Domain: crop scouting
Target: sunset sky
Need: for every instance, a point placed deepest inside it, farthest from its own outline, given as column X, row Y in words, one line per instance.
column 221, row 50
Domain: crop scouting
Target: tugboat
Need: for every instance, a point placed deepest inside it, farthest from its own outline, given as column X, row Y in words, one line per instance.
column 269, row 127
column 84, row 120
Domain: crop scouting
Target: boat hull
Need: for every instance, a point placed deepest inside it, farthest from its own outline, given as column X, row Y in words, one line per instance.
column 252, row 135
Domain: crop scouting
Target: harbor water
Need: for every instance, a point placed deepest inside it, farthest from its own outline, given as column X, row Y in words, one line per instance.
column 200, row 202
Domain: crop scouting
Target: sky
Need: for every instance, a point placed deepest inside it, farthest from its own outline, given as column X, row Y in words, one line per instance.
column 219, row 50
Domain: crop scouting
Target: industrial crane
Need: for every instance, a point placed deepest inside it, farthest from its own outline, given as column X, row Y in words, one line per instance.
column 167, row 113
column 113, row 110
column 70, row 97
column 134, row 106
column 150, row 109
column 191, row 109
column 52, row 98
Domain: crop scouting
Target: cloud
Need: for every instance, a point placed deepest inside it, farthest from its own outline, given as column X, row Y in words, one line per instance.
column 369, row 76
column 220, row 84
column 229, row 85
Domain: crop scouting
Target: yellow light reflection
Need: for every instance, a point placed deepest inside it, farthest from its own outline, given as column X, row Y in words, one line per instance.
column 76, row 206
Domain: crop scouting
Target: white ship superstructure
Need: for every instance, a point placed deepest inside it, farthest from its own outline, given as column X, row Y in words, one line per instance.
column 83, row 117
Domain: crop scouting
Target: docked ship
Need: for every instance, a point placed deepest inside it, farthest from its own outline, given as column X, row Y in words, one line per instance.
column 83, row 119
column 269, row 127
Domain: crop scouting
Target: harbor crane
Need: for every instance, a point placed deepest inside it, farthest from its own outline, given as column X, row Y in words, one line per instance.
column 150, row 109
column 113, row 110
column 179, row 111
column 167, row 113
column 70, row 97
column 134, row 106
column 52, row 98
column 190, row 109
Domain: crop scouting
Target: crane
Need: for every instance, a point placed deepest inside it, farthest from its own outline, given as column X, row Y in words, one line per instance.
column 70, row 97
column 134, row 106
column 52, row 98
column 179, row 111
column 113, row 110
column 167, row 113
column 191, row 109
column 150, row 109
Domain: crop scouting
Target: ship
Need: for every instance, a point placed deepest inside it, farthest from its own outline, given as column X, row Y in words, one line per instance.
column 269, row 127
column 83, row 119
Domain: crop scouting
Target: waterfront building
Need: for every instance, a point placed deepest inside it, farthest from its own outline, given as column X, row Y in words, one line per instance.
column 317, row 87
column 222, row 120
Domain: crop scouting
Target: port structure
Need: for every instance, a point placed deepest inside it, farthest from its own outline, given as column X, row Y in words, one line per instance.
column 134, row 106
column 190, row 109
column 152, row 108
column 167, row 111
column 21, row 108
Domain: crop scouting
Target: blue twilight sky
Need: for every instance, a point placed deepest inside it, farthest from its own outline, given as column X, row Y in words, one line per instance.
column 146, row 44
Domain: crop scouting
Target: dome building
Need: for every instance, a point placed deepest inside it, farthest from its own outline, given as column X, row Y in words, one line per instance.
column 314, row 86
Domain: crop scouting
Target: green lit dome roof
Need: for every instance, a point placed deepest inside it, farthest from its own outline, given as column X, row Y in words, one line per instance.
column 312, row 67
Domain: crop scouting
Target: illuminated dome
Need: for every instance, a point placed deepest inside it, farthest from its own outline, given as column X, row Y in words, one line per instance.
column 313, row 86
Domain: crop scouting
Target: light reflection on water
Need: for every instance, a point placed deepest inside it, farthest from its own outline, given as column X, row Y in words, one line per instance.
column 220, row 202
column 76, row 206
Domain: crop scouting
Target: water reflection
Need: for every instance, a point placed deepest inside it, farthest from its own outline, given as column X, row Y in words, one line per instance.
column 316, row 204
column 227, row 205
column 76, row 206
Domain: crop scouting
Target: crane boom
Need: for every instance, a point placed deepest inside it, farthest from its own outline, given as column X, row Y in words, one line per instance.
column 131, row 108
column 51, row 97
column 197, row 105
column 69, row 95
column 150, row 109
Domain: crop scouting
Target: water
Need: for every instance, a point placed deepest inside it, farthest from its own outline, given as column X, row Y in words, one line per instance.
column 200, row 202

____

• [What you are asked to do]
Quote verbatim the opening lines of the listing above, ending with the line where "Target: sky" appears; include both endpoints and nothing more.

• [Result of the exercise]
Domain: crop scouting
Target: sunset sky
Need: for every instance, a point placed deepest inside it, farthest from its own outline, given as column X, row Y in words, one line per instance.
column 221, row 50
Domain: crop scouting
Target: tugboat
Need: for every instance, a point placed deepest inside it, farthest from its own outline, given as column X, row Y in words, one line per instance.
column 269, row 127
column 84, row 120
Domain: crop scouting
Target: boat hull
Need: for every instance, a point placed deepest inside it, farthest from its own outline, given as column X, row Y in words, one line per instance.
column 252, row 135
Domain: crop scouting
Target: harbor water
Need: for every instance, a point placed deepest inside it, farthest from its own outline, given as column X, row Y in words, one line per instance.
column 200, row 202
Domain: crop scouting
Target: sky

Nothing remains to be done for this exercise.